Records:
◇ ◇ ◇ ◇ ◇ ◇ ◇
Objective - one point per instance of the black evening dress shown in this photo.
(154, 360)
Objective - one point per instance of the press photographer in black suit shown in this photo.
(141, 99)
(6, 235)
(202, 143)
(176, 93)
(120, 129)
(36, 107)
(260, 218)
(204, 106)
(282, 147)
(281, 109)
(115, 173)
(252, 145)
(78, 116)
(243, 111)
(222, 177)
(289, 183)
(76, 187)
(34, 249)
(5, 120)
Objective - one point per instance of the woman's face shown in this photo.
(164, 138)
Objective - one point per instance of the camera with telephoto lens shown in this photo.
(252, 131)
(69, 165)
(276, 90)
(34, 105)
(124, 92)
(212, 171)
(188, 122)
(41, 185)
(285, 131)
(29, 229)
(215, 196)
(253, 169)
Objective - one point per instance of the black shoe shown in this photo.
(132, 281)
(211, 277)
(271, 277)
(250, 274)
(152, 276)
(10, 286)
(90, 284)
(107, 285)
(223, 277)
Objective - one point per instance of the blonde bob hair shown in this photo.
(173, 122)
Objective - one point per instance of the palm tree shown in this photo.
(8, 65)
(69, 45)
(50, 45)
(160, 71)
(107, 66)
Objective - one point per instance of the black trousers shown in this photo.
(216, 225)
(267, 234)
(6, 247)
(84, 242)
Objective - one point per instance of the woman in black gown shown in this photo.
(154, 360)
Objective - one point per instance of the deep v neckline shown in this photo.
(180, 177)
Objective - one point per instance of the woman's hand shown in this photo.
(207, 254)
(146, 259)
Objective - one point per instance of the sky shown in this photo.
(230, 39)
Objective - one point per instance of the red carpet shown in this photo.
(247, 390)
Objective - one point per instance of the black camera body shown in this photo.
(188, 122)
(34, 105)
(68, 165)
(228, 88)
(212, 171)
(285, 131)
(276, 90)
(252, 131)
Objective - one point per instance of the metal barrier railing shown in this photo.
◇ ◇ ◇ ◇ ◇ ◇ ◇
## YOUR OBJECTIVE
Render every line of the data above as a Markdown table with the columns No. and Line, numbering the rows and omitting blank lines.

## REPLY
| No. | Line |
|---|---|
| 1 | Objective - one point per instance of the black evening dress shown in this photo. |
| 2 | (154, 360) |
| 3 | Objective - one point per instance of the press photographer in black suit shown in this photo. |
| 4 | (141, 99) |
| 5 | (6, 235) |
| 6 | (202, 143) |
| 7 | (176, 93) |
| 8 | (120, 129) |
| 9 | (36, 107) |
| 10 | (260, 218) |
| 11 | (204, 106) |
| 12 | (282, 147) |
| 13 | (281, 109) |
| 14 | (115, 173) |
| 15 | (252, 145) |
| 16 | (78, 116) |
| 17 | (243, 111) |
| 18 | (222, 177) |
| 19 | (289, 183) |
| 20 | (76, 187) |
| 21 | (34, 249) |
| 22 | (5, 120) |
| 23 | Objective - one point per instance of the woman's face shown in this photo. |
| 24 | (164, 138) |
| 25 | Objective - one point per instance of the camera with telephoto lens shown in this photo. |
| 26 | (252, 131) |
| 27 | (69, 165) |
| 28 | (276, 90) |
| 29 | (34, 105) |
| 30 | (124, 92) |
| 31 | (212, 171) |
| 32 | (188, 122) |
| 33 | (41, 185) |
| 34 | (285, 131) |
| 35 | (29, 229) |
| 36 | (215, 196) |
| 37 | (253, 169) |
| 38 | Objective - one point per instance of the black shoe shown in this photo. |
| 39 | (132, 281) |
| 40 | (211, 277) |
| 41 | (271, 277) |
| 42 | (250, 274) |
| 43 | (152, 276) |
| 44 | (10, 286) |
| 45 | (90, 284) |
| 46 | (107, 285) |
| 47 | (223, 277) |
| 48 | Objective - one point per instance of the blonde bob hair shown in this photo. |
| 49 | (173, 122) |
| 50 | Objective - one point per instance of the palm tree shown in this photo. |
| 51 | (8, 65) |
| 52 | (69, 45) |
| 53 | (50, 45) |
| 54 | (160, 71) |
| 55 | (107, 66) |
| 56 | Objective - one point per instance of the black trousers shown in this photo. |
| 57 | (216, 225) |
| 58 | (267, 234) |
| 59 | (6, 247) |
| 60 | (84, 242) |
| 61 | Objective - one point per instance of the woman in black gown shown in this photo. |
| 62 | (154, 360) |
| 63 | Objective - one point per instance of the deep v neckline shown in this photo. |
| 64 | (180, 177) |
| 65 | Objective - one point per instance of the woman's hand shown in this photo. |
| 66 | (207, 254) |
| 67 | (146, 259) |
| 68 | Objective - one point per instance of the sky shown in this photo. |
| 69 | (230, 39) |
| 70 | Objective - one point per instance of the red carpet shown in this photo. |
| 71 | (247, 390) |
| 72 | Objective - one point per instance of the black camera body shown in this photo. |
| 73 | (188, 122) |
| 74 | (34, 105) |
| 75 | (68, 165) |
| 76 | (228, 88) |
| 77 | (212, 171) |
| 78 | (285, 131) |
| 79 | (276, 90) |
| 80 | (252, 131) |
| 81 | Objective - one point per instance of the metal barrier railing shown in this photo. |